TASK DIRECTIONS:
All of the entries below are to be copied without any alteration.

Region pointing data:

BEGIN

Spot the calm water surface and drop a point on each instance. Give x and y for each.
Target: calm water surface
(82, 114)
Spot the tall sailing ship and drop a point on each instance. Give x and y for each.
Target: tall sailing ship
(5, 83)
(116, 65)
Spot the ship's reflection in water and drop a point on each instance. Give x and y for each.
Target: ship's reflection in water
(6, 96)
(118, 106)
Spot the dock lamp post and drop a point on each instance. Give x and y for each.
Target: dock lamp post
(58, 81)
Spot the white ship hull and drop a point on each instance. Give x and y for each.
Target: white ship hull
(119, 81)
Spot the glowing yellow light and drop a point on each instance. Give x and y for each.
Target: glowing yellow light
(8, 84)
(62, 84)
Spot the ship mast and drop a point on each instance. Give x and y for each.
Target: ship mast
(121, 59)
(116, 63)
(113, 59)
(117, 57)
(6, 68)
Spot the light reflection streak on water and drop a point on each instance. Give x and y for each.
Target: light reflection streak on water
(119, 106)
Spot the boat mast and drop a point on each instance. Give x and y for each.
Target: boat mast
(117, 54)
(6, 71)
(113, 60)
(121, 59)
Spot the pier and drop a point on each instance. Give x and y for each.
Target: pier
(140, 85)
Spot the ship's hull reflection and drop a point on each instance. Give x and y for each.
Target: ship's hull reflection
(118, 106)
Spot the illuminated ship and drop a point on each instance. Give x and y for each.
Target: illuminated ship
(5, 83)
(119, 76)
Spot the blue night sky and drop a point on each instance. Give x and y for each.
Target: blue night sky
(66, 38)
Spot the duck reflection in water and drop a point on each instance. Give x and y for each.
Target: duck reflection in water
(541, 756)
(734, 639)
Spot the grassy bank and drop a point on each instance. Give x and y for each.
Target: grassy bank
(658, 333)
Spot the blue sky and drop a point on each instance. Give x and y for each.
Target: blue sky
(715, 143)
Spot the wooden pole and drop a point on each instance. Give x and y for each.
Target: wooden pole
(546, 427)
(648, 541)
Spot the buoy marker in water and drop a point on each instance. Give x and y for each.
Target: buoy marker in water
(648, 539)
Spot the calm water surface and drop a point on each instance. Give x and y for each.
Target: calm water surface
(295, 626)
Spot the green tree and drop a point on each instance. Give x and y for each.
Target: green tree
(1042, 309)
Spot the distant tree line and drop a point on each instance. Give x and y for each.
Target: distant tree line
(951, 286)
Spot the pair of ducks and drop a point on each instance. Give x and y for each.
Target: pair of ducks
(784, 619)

END

ANSWER SPACE:
Spot the calm water surface and drop a point on each instance. Give x and y for each.
Target: calm water surface
(82, 114)
Spot the tall sailing ship and drop a point on each instance. Give x and y for each.
Target: tall sailing ship
(5, 83)
(116, 65)
Spot the ship's reflection in water and drop a point on each instance. Give x and y for each.
Target: ship's reflection in water
(6, 96)
(118, 106)
Spot the dock lamp post and drop a point on each instance. Give x and y for each.
Target: dock lamp post
(58, 81)
Spot the white ship hull and drop a point on each instance. Give x and y for each.
Target: white ship hull
(119, 81)
Spot the glowing yellow light and drop a point on each instance. Give x and y for each.
Target: glowing yellow light
(8, 84)
(62, 84)
Spot the ship mast and drop a point on each instance. Give x and y for each.
Target: ship mast
(121, 59)
(116, 63)
(113, 59)
(117, 57)
(6, 68)
Spot the light reflection streak on water and drop a point on each instance. Give x and y for each.
Target: light reflection streak on water
(119, 106)
Spot the boat mast and drop a point on each instance. Give x and y for each.
Target: boat mast
(117, 54)
(6, 71)
(113, 60)
(121, 59)
Spot the pier and drop a point on each instance. Give x and y for each.
Target: pier
(140, 85)
Spot the ship's hull reflection and drop a point on each instance. Give x and y for each.
Target: ship's hull reflection
(118, 106)
Spot the illuminated ship and drop a point on each instance. Give x and y for each.
Target: illuminated ship
(5, 83)
(119, 76)
Spot the blue night sky and drop a point on each instance. Give x and y for each.
Target: blue night sky
(66, 38)
Spot the duck reflection in water and drop a point on each instance. Give x and y for each.
Target: duck reflection in water
(541, 756)
(734, 639)
Spot the grassy bank and drop a point on each instance. Give x and y for each.
Target: grassy bank
(658, 333)
Spot the blue sky and drop a point on each instance. Give x and y for each.
Target: blue sky
(715, 143)
Spot the wooden pole and drop a point on each instance. Give x and y for each.
Target: wooden pole
(546, 427)
(648, 541)
Spot the buoy marker in water and drop a point on each instance. Give x and y for each.
Target: buoy marker in water
(648, 539)
Spot the calm water surface and drop a point on each instance. Give x and y for each.
Target: calm water surface
(295, 626)
Spot the green tree and drop a point on each instance. Give x and y for each.
Target: green tree
(1042, 309)
Spot the distant tree line and drop a point on each instance. Give x and y for each.
Target: distant tree line
(951, 286)
Spot the pair of ducks and drop a point on each instance. Give x and y for each.
Target: pair of ducks
(784, 619)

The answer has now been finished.